Items from a data source
----

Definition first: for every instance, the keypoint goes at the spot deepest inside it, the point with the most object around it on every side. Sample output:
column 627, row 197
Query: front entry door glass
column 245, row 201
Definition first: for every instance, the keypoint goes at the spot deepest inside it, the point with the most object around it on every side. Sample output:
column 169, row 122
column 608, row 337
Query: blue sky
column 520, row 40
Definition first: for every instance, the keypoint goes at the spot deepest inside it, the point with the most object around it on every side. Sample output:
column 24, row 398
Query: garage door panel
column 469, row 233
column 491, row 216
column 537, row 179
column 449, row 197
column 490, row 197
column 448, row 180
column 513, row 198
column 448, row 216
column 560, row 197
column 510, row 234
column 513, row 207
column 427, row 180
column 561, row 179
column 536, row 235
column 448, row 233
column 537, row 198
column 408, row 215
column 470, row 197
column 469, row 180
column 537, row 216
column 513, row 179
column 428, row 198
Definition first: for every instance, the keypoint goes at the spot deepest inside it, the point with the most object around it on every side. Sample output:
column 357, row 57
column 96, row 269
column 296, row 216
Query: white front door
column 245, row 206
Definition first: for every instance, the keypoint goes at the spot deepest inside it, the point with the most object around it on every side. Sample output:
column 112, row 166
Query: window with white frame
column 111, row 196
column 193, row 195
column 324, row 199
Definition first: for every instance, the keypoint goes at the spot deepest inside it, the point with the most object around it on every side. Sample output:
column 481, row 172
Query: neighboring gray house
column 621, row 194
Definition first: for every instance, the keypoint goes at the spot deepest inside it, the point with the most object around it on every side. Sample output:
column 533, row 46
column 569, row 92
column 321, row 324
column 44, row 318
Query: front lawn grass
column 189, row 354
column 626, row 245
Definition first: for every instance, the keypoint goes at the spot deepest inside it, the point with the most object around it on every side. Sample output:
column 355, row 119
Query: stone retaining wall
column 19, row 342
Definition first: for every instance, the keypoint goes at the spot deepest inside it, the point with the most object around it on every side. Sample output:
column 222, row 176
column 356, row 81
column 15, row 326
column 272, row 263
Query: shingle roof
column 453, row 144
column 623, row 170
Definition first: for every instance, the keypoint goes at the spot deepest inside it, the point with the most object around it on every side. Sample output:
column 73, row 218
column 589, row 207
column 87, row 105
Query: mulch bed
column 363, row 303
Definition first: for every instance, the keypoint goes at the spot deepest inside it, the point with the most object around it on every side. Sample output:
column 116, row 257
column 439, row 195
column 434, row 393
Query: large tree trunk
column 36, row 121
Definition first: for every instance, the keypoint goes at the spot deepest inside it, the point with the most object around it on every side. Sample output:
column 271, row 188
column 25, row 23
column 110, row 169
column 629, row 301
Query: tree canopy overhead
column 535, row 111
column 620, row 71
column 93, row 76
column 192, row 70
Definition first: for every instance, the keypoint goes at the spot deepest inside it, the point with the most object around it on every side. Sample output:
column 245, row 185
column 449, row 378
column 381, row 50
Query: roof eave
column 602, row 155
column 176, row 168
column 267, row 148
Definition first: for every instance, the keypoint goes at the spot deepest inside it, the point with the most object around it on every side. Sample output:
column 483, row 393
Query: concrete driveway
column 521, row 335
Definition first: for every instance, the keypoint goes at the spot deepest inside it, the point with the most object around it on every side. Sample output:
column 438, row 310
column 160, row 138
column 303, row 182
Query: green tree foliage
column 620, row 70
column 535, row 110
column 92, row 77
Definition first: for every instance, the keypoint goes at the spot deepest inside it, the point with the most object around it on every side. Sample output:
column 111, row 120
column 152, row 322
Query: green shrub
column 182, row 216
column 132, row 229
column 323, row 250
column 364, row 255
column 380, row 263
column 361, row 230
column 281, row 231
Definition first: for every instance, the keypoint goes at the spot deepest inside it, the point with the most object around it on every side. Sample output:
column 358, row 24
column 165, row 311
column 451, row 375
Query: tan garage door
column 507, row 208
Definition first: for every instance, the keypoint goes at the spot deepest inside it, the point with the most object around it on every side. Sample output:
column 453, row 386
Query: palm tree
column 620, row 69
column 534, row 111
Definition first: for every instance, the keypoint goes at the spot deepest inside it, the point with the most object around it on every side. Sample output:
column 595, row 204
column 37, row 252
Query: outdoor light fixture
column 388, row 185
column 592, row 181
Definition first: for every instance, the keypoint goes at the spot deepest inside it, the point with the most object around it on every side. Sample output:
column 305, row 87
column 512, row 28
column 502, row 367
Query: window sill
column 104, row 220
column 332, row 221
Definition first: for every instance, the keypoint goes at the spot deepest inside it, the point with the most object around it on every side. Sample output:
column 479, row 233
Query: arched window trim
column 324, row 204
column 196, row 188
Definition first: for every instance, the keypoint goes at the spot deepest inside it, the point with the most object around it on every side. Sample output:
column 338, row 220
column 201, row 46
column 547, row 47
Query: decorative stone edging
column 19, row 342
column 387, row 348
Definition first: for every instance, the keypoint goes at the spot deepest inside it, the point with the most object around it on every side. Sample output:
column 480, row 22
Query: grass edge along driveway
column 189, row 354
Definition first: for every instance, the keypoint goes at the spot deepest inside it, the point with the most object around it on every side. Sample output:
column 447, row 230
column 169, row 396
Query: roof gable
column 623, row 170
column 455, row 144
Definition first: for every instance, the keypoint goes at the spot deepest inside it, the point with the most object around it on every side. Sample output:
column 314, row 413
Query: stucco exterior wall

----

=== Exercise ===
Write each record above out again exactly as it reads.

=== Exercise result ===
Definition first: for every instance, the keypoint goes at the spot deepest inside it, the point with the most object around it on every side. Sample output:
column 627, row 197
Query: front entry door glass
column 245, row 201
Definition first: for every instance, the keypoint goes at the spot deepest inside it, the point with the most object around it on every side. Sample output:
column 169, row 122
column 608, row 337
Query: blue sky
column 520, row 40
Definition first: for every instance, the keypoint goes at the spot deepest inside it, the point with the most object around it on every side. Sample output:
column 24, row 398
Query: garage door panel
column 469, row 233
column 491, row 216
column 537, row 179
column 449, row 197
column 490, row 197
column 448, row 180
column 513, row 198
column 448, row 216
column 560, row 197
column 510, row 234
column 513, row 207
column 427, row 180
column 561, row 179
column 536, row 235
column 448, row 233
column 537, row 198
column 408, row 215
column 470, row 197
column 469, row 180
column 537, row 216
column 513, row 179
column 428, row 198
Definition first: for every instance, the keypoint goes at the spot deepest inside it, the point with the most object around it on every side. Sample output:
column 357, row 57
column 96, row 269
column 296, row 216
Query: white front door
column 245, row 206
Definition first: for every instance, the keypoint goes at the spot deepest inside it, the point with the most object around it on every side. Sample output:
column 112, row 166
Query: window with white frame
column 111, row 196
column 193, row 195
column 324, row 199
Definition first: for every instance, the keypoint goes at the spot deepest inside it, the point with the most object around it on every side. Sample output:
column 481, row 172
Query: neighboring gray house
column 621, row 194
Definition first: for every instance, the keypoint goes at the spot deepest inside it, the point with the most object around it on every side. Sample output:
column 533, row 46
column 569, row 92
column 321, row 324
column 44, row 318
Query: front lawn grass
column 189, row 354
column 626, row 245
Definition first: for every instance, the keypoint goes at the spot deepest inside it, the point with the most object around it on every side. Sample output:
column 355, row 119
Query: stone retaining wall
column 19, row 342
Definition first: for every instance, the keypoint goes at the spot deepest inside it, the point with the most object around it on every side. Sample output:
column 222, row 176
column 356, row 81
column 15, row 326
column 272, row 263
Query: shingle roof
column 453, row 144
column 623, row 170
Definition first: for every instance, the keypoint goes at the spot deepest inside it, the point with the most object around it on every side. Sample output:
column 73, row 218
column 589, row 207
column 87, row 105
Query: mulch bed
column 363, row 303
Definition first: for every instance, the keypoint goes at the spot deepest inside it, the point with the most object around it on every side. Sample output:
column 116, row 257
column 439, row 195
column 434, row 393
Query: large tree trunk
column 36, row 121
Definition first: for every instance, the keypoint goes at the spot deepest inside it, the point with the most object around it on every side. Sample output:
column 271, row 188
column 25, row 23
column 110, row 169
column 629, row 301
Query: tree canopy overhead
column 535, row 111
column 620, row 71
column 93, row 76
column 192, row 70
Definition first: for every instance, the keypoint goes at the spot deepest inside it, the point with the most object around it on every side. Sample output:
column 245, row 185
column 449, row 378
column 381, row 50
Query: roof eave
column 602, row 155
column 176, row 168
column 267, row 148
Definition first: for every instance, the keypoint goes at the spot deepest inside it, the point with the most object around it on every side. Sample output:
column 483, row 393
Query: concrete driveway
column 521, row 335
Definition first: for every instance, the keypoint goes at the spot deepest inside it, the point with the most object around it on every side. Sample output:
column 438, row 310
column 160, row 138
column 303, row 182
Query: green tree foliage
column 620, row 70
column 535, row 110
column 92, row 77
Definition first: for every instance, the keypoint goes at the spot deepest inside it, the point with the most object around it on every side. Sample output:
column 111, row 120
column 152, row 322
Query: green shrub
column 182, row 216
column 132, row 229
column 323, row 250
column 364, row 255
column 380, row 263
column 361, row 230
column 281, row 231
Definition first: for every instance, the keypoint goes at the spot deepest inside it, the point with the most object around it on every side. Sample output:
column 358, row 24
column 165, row 311
column 451, row 375
Query: tan garage door
column 507, row 208
Definition first: for every instance, the keypoint goes at the spot deepest inside it, the point with the most object around it on every side. Sample output:
column 453, row 386
Query: palm tree
column 620, row 69
column 534, row 111
Definition first: for every instance, the keypoint goes at the spot deepest inside it, the point with the most object around it on every side. Sample output:
column 595, row 204
column 37, row 252
Query: outdoor light fixture
column 388, row 185
column 592, row 181
Definition first: for every instance, the keypoint goes at the spot deepest inside it, the point with the most object around it on every side. Sample output:
column 305, row 87
column 512, row 28
column 502, row 367
Query: window sill
column 104, row 220
column 332, row 221
Definition first: for every instance, the keypoint goes at the spot deepest inside it, the point with the most object around it on every side. Sample output:
column 479, row 233
Query: arched window trim
column 324, row 204
column 196, row 188
Definition first: for every instance, the keypoint goes at the spot deepest inside it, the point with the most object around it on every side. Sample output:
column 338, row 220
column 201, row 46
column 547, row 47
Query: decorative stone edging
column 19, row 342
column 387, row 348
Definition first: for every instance, the keypoint goes at the spot deepest inside it, the point with the most object around it on every side. Sample output:
column 480, row 22
Query: grass edge along driveway
column 189, row 354
Definition first: for every instance, the keypoint goes at the spot deepest inside it, the point with the most object around it on every side. Sample output:
column 447, row 230
column 169, row 396
Query: roof gable
column 623, row 170
column 455, row 144
Definition first: for every instance, the keypoint goes at the spot deepest inside it, the point with the most object around it on every side. Sample output:
column 314, row 413
Query: stucco exterior wall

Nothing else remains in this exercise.